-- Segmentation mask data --
********************

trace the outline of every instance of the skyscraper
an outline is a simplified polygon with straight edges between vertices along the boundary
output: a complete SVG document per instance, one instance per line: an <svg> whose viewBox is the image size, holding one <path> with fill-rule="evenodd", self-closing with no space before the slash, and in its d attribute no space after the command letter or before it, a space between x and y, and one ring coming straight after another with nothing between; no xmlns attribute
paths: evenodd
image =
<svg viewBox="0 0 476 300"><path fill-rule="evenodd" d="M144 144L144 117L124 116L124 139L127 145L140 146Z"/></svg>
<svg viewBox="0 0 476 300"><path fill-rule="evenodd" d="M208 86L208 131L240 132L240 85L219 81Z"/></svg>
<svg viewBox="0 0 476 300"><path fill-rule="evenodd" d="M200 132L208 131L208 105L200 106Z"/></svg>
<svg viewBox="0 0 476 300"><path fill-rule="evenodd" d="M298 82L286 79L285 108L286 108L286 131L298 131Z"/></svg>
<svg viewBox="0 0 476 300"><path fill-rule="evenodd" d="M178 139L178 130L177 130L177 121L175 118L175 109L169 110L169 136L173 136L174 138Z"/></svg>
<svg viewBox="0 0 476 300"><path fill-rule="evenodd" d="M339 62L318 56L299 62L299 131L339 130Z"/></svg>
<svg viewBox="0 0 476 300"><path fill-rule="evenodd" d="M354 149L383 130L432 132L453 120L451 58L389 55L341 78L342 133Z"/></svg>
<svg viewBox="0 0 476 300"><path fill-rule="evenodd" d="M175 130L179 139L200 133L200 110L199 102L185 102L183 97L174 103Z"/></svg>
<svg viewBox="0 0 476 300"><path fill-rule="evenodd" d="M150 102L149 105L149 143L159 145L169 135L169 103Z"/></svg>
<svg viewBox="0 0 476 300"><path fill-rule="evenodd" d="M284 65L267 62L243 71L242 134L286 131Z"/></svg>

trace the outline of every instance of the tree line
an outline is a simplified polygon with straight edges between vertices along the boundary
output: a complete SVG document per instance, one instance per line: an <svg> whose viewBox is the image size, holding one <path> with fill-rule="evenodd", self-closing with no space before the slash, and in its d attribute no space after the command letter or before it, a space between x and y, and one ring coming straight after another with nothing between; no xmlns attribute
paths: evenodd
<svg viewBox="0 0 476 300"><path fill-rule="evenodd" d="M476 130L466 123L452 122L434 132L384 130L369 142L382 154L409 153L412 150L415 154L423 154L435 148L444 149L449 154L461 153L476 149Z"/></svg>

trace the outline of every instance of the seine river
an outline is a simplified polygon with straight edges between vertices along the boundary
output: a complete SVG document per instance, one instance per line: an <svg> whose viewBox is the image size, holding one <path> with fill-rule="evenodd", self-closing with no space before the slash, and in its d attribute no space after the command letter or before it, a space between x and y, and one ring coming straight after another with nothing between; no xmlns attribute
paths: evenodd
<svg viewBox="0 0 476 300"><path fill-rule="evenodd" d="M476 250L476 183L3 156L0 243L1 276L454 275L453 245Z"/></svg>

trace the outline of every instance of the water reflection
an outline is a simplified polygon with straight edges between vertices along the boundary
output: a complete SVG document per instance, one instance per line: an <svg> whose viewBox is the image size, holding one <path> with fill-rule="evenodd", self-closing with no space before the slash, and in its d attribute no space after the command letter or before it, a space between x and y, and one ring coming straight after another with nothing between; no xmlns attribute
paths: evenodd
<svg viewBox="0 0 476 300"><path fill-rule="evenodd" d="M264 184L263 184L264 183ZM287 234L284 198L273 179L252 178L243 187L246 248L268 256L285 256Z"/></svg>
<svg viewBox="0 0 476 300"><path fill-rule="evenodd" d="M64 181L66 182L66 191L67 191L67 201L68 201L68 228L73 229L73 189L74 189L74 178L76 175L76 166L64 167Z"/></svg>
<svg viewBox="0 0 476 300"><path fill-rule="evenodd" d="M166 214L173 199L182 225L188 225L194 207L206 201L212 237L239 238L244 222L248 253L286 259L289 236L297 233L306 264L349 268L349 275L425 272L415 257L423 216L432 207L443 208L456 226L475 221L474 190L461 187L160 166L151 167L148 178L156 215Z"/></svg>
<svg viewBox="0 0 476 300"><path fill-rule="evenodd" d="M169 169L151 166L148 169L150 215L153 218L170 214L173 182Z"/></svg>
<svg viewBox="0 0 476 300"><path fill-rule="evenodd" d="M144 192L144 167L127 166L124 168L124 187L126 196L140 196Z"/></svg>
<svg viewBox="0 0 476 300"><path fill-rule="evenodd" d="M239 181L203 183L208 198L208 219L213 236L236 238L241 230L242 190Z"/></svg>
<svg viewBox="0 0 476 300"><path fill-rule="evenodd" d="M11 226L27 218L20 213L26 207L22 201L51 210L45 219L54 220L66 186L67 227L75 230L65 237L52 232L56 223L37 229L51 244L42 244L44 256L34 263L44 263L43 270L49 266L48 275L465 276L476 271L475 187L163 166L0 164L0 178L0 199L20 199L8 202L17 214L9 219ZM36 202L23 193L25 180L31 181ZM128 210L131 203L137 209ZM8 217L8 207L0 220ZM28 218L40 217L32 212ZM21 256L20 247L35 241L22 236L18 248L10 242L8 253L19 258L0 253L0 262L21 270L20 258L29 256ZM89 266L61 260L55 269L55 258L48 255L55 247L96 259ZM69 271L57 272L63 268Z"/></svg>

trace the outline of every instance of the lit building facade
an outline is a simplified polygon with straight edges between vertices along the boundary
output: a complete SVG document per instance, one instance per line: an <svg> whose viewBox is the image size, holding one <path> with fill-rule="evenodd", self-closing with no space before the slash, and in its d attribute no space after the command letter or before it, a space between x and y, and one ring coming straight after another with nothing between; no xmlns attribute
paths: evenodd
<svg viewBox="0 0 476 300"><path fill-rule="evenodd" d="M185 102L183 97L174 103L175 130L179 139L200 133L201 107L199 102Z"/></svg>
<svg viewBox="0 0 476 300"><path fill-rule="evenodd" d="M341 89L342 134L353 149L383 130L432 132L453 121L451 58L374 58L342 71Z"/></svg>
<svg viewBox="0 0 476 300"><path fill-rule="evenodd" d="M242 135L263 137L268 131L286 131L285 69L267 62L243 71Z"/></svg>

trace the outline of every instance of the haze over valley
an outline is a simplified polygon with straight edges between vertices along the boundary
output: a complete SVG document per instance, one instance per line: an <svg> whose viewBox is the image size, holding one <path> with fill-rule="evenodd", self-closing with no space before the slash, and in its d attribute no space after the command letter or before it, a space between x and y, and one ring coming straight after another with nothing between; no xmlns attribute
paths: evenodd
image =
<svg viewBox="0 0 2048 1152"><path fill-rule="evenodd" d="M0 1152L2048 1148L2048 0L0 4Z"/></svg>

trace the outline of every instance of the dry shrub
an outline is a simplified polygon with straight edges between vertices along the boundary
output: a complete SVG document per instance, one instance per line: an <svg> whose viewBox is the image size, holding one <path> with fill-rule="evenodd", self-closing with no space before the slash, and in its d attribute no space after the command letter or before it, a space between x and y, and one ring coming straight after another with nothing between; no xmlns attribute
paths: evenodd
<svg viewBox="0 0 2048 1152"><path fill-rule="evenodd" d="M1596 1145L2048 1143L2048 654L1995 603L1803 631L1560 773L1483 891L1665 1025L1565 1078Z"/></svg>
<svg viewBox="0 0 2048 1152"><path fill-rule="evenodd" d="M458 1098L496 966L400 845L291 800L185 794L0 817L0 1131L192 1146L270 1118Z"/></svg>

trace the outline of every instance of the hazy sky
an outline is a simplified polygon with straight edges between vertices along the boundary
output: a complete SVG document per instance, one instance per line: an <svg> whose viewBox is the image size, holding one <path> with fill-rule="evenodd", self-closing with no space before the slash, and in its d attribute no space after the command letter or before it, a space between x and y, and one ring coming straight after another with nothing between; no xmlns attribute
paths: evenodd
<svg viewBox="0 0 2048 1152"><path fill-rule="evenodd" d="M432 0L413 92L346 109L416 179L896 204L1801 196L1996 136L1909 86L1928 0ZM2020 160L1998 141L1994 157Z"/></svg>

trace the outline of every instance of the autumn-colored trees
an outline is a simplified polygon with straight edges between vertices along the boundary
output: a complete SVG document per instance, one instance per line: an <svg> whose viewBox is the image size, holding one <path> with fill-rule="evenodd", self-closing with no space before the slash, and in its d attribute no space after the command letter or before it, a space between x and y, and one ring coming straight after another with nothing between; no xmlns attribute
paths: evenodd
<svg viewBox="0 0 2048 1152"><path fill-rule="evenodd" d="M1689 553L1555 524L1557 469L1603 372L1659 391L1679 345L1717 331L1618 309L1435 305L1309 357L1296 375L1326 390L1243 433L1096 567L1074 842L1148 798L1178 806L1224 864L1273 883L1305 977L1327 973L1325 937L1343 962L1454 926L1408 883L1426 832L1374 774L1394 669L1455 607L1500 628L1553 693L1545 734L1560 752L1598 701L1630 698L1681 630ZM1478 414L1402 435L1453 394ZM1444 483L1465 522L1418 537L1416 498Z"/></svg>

********************

-- PROBLEM REQUIREMENTS --
If a line in the entries holds the string "trace", copy it.

-- COMPLETED TASK --
trace the outline of every instance of the skyscraper
trace the outline of every instance of the tree line
trace the outline of every instance of the seine river
trace the outline of every instance of the water reflection
trace the outline of every instance of the lit building facade
trace the outline of every instance of the haze over valley
trace the outline of every instance of the dry shrub
trace the outline of every instance of the hazy sky
trace the outline of every instance of the autumn-colored trees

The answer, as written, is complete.